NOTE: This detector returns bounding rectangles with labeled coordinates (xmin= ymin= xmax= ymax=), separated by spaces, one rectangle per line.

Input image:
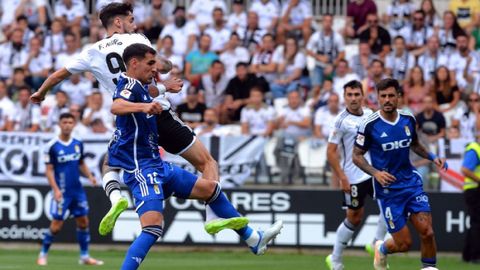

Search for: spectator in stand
xmin=333 ymin=59 xmax=360 ymax=103
xmin=60 ymin=73 xmax=93 ymax=107
xmin=313 ymin=93 xmax=340 ymax=145
xmin=358 ymin=13 xmax=391 ymax=59
xmin=0 ymin=80 xmax=16 ymax=131
xmin=42 ymin=19 xmax=67 ymax=57
xmin=249 ymin=0 xmax=280 ymax=33
xmin=220 ymin=32 xmax=250 ymax=79
xmin=194 ymin=109 xmax=222 ymax=136
xmin=270 ymin=37 xmax=306 ymax=98
xmin=157 ymin=7 xmax=200 ymax=57
xmin=176 ymin=86 xmax=207 ymax=129
xmin=385 ymin=36 xmax=415 ymax=83
xmin=240 ymin=87 xmax=275 ymax=137
xmin=188 ymin=0 xmax=227 ymax=32
xmin=55 ymin=32 xmax=80 ymax=70
xmin=351 ymin=41 xmax=378 ymax=80
xmin=220 ymin=62 xmax=268 ymax=123
xmin=403 ymin=66 xmax=430 ymax=114
xmin=204 ymin=7 xmax=232 ymax=54
xmin=199 ymin=60 xmax=228 ymax=112
xmin=306 ymin=14 xmax=345 ymax=95
xmin=185 ymin=34 xmax=218 ymax=86
xmin=24 ymin=37 xmax=52 ymax=89
xmin=144 ymin=0 xmax=174 ymax=41
xmin=420 ymin=0 xmax=443 ymax=30
xmin=448 ymin=34 xmax=478 ymax=90
xmin=13 ymin=86 xmax=41 ymax=132
xmin=430 ymin=66 xmax=460 ymax=120
xmin=383 ymin=0 xmax=415 ymax=37
xmin=0 ymin=28 xmax=28 ymax=81
xmin=362 ymin=59 xmax=387 ymax=111
xmin=250 ymin=34 xmax=277 ymax=83
xmin=452 ymin=93 xmax=480 ymax=142
xmin=343 ymin=0 xmax=377 ymax=38
xmin=438 ymin=10 xmax=465 ymax=55
xmin=237 ymin=11 xmax=273 ymax=53
xmin=54 ymin=0 xmax=89 ymax=40
xmin=400 ymin=10 xmax=434 ymax=56
xmin=417 ymin=35 xmax=448 ymax=82
xmin=277 ymin=0 xmax=312 ymax=43
xmin=415 ymin=96 xmax=446 ymax=143
xmin=227 ymin=0 xmax=247 ymax=32
xmin=448 ymin=0 xmax=480 ymax=29
xmin=45 ymin=90 xmax=70 ymax=132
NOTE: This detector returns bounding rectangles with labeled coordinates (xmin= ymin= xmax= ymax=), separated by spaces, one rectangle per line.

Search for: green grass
xmin=0 ymin=246 xmax=480 ymax=270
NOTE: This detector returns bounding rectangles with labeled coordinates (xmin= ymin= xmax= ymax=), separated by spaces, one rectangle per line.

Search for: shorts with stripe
xmin=343 ymin=178 xmax=375 ymax=210
xmin=157 ymin=110 xmax=196 ymax=155
xmin=123 ymin=162 xmax=198 ymax=216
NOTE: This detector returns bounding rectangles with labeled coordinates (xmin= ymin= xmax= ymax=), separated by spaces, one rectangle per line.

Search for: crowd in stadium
xmin=0 ymin=0 xmax=480 ymax=184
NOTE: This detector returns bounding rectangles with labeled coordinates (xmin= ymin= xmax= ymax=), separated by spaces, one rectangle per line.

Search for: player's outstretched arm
xmin=110 ymin=98 xmax=162 ymax=115
xmin=30 ymin=68 xmax=72 ymax=104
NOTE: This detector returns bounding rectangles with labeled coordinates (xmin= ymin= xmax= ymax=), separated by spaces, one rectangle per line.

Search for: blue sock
xmin=206 ymin=185 xmax=253 ymax=240
xmin=40 ymin=230 xmax=54 ymax=256
xmin=121 ymin=225 xmax=163 ymax=270
xmin=77 ymin=227 xmax=90 ymax=258
xmin=422 ymin=257 xmax=437 ymax=268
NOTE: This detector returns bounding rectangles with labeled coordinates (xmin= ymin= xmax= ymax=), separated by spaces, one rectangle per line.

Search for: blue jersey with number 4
xmin=355 ymin=110 xmax=422 ymax=197
xmin=108 ymin=74 xmax=163 ymax=171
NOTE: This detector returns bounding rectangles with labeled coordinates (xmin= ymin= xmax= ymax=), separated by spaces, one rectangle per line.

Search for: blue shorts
xmin=123 ymin=162 xmax=198 ymax=216
xmin=377 ymin=187 xmax=431 ymax=233
xmin=50 ymin=194 xmax=88 ymax=220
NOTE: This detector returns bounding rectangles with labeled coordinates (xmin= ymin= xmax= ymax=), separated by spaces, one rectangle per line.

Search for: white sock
xmin=245 ymin=230 xmax=260 ymax=247
xmin=205 ymin=204 xmax=219 ymax=222
xmin=102 ymin=171 xmax=123 ymax=205
xmin=332 ymin=219 xmax=355 ymax=262
xmin=373 ymin=211 xmax=387 ymax=244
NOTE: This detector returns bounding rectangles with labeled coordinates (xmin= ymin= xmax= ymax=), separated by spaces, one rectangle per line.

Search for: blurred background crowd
xmin=0 ymin=0 xmax=480 ymax=188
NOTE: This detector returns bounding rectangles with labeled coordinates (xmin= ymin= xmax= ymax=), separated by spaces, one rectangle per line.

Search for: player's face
xmin=343 ymin=87 xmax=363 ymax=111
xmin=378 ymin=87 xmax=398 ymax=113
xmin=58 ymin=118 xmax=75 ymax=136
xmin=135 ymin=53 xmax=157 ymax=84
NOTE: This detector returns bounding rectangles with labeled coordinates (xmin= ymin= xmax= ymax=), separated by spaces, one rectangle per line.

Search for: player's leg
xmin=98 ymin=154 xmax=128 ymax=235
xmin=164 ymin=162 xmax=283 ymax=255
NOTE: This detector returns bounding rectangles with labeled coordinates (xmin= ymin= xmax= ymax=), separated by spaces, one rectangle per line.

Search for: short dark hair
xmin=58 ymin=113 xmax=75 ymax=120
xmin=377 ymin=78 xmax=401 ymax=93
xmin=98 ymin=3 xmax=133 ymax=28
xmin=343 ymin=80 xmax=363 ymax=95
xmin=122 ymin=43 xmax=157 ymax=65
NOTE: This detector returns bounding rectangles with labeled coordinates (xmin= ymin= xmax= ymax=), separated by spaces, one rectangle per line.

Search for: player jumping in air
xmin=325 ymin=80 xmax=387 ymax=270
xmin=108 ymin=44 xmax=283 ymax=269
xmin=37 ymin=113 xmax=103 ymax=265
xmin=353 ymin=79 xmax=448 ymax=270
xmin=31 ymin=3 xmax=244 ymax=235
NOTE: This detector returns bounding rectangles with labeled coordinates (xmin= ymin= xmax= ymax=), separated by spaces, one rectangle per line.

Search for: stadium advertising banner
xmin=0 ymin=186 xmax=469 ymax=251
xmin=0 ymin=132 xmax=265 ymax=187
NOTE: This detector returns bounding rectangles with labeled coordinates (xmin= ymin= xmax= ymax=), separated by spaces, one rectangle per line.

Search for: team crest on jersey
xmin=120 ymin=89 xmax=132 ymax=99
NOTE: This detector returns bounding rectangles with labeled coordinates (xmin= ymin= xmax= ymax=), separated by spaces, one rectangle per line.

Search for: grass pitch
xmin=0 ymin=248 xmax=480 ymax=270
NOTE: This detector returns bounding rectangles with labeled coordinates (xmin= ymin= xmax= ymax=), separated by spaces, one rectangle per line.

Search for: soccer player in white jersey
xmin=325 ymin=80 xmax=387 ymax=270
xmin=31 ymin=3 xmax=244 ymax=235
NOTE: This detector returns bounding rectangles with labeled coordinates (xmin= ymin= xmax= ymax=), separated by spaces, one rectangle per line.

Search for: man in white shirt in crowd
xmin=240 ymin=87 xmax=275 ymax=137
xmin=14 ymin=86 xmax=41 ymax=132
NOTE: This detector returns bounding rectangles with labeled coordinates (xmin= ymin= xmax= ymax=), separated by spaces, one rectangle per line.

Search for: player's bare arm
xmin=110 ymin=98 xmax=162 ymax=115
xmin=352 ymin=146 xmax=396 ymax=186
xmin=30 ymin=68 xmax=72 ymax=104
xmin=327 ymin=143 xmax=350 ymax=193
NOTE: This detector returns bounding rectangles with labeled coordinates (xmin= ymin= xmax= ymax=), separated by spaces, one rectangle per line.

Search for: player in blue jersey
xmin=353 ymin=79 xmax=447 ymax=270
xmin=37 ymin=113 xmax=103 ymax=265
xmin=108 ymin=44 xmax=282 ymax=269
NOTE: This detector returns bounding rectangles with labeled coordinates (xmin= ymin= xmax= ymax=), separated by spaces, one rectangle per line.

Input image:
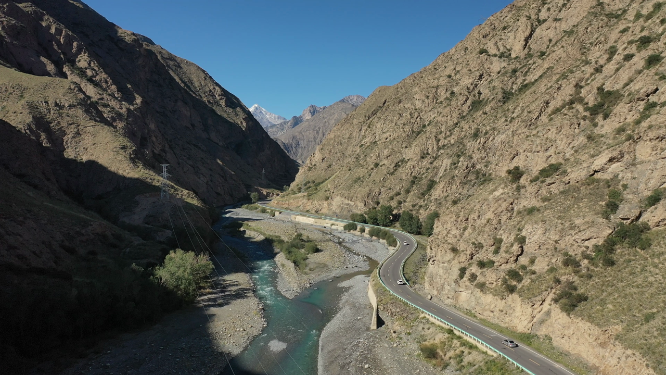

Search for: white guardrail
xmin=257 ymin=203 xmax=536 ymax=375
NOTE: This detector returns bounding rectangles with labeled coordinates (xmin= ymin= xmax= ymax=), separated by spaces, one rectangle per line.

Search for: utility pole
xmin=160 ymin=164 xmax=171 ymax=200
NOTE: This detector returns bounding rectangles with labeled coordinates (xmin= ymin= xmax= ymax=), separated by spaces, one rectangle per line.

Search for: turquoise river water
xmin=221 ymin=231 xmax=377 ymax=375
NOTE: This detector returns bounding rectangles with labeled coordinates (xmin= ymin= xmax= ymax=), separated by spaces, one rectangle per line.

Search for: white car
xmin=502 ymin=340 xmax=518 ymax=348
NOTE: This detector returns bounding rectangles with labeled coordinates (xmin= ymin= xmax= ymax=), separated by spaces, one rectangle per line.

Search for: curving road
xmin=259 ymin=201 xmax=574 ymax=375
xmin=379 ymin=231 xmax=573 ymax=375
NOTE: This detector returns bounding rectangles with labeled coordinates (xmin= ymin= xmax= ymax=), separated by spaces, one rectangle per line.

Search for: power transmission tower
xmin=160 ymin=164 xmax=171 ymax=201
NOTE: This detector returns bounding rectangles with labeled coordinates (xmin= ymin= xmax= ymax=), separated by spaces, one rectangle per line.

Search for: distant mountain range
xmin=274 ymin=95 xmax=365 ymax=164
xmin=250 ymin=104 xmax=287 ymax=128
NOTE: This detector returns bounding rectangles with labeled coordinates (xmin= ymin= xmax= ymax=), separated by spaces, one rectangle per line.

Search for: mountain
xmin=250 ymin=104 xmax=287 ymax=128
xmin=275 ymin=95 xmax=365 ymax=164
xmin=0 ymin=0 xmax=297 ymax=373
xmin=266 ymin=104 xmax=326 ymax=139
xmin=277 ymin=0 xmax=666 ymax=374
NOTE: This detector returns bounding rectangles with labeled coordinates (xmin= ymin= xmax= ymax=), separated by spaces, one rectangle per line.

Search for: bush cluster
xmin=553 ymin=281 xmax=588 ymax=314
xmin=530 ymin=163 xmax=562 ymax=182
xmin=585 ymin=86 xmax=626 ymax=120
xmin=506 ymin=166 xmax=525 ymax=183
xmin=342 ymin=223 xmax=358 ymax=232
xmin=155 ymin=249 xmax=214 ymax=303
xmin=645 ymin=189 xmax=666 ymax=208
xmin=270 ymin=233 xmax=319 ymax=270
xmin=399 ymin=211 xmax=421 ymax=234
xmin=592 ymin=222 xmax=652 ymax=267
xmin=476 ymin=259 xmax=495 ymax=269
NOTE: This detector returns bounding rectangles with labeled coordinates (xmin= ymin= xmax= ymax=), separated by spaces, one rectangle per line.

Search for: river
xmin=221 ymin=222 xmax=377 ymax=375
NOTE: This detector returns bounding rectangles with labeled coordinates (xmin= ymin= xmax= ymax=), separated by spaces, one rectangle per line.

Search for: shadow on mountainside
xmin=0 ymin=120 xmax=246 ymax=374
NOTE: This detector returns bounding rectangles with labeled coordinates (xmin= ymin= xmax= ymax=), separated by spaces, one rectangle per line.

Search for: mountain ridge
xmin=250 ymin=104 xmax=287 ymax=129
xmin=276 ymin=0 xmax=666 ymax=374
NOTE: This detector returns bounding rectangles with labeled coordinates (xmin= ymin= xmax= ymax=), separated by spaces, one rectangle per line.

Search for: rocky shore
xmin=55 ymin=239 xmax=264 ymax=375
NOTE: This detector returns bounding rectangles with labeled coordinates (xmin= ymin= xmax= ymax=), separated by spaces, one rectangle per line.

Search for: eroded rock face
xmin=0 ymin=0 xmax=296 ymax=373
xmin=281 ymin=0 xmax=666 ymax=374
xmin=0 ymin=0 xmax=296 ymax=209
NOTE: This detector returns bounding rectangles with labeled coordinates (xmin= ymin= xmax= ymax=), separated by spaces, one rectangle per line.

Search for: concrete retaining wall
xmin=368 ymin=281 xmax=379 ymax=329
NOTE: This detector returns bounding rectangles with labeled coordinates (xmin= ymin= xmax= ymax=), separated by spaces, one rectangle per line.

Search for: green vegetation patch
xmin=585 ymin=86 xmax=622 ymax=120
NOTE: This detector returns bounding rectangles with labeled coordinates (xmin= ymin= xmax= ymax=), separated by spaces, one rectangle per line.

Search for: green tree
xmin=155 ymin=249 xmax=214 ymax=303
xmin=421 ymin=211 xmax=439 ymax=237
xmin=349 ymin=213 xmax=368 ymax=224
xmin=399 ymin=211 xmax=421 ymax=234
xmin=365 ymin=208 xmax=379 ymax=225
xmin=377 ymin=205 xmax=393 ymax=227
xmin=342 ymin=223 xmax=358 ymax=232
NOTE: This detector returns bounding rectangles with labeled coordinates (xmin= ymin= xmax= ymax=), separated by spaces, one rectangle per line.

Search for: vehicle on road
xmin=502 ymin=339 xmax=518 ymax=348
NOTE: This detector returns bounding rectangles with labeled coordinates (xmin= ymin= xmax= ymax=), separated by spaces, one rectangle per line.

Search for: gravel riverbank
xmin=56 ymin=239 xmax=264 ymax=375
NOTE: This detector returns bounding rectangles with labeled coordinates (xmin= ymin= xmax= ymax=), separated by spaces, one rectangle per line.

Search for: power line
xmin=160 ymin=164 xmax=171 ymax=201
xmin=176 ymin=205 xmax=296 ymax=375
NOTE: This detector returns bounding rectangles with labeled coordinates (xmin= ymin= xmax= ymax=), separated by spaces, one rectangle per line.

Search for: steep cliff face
xmin=275 ymin=95 xmax=365 ymax=164
xmin=0 ymin=0 xmax=296 ymax=373
xmin=274 ymin=0 xmax=666 ymax=374
xmin=0 ymin=0 xmax=296 ymax=209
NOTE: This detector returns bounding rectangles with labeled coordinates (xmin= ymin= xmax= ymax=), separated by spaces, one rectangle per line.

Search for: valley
xmin=0 ymin=0 xmax=666 ymax=375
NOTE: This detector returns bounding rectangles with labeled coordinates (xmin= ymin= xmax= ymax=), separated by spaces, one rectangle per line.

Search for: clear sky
xmin=83 ymin=0 xmax=511 ymax=118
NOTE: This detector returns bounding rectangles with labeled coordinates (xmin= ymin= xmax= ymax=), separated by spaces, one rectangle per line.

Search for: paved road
xmin=386 ymin=232 xmax=572 ymax=375
xmin=260 ymin=201 xmax=573 ymax=375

**********

Locate each line in the records above that contains the string "sock", treating case as significant, and copy those lines.

Exercise solution:
Search for: blue sock
Search for: white sock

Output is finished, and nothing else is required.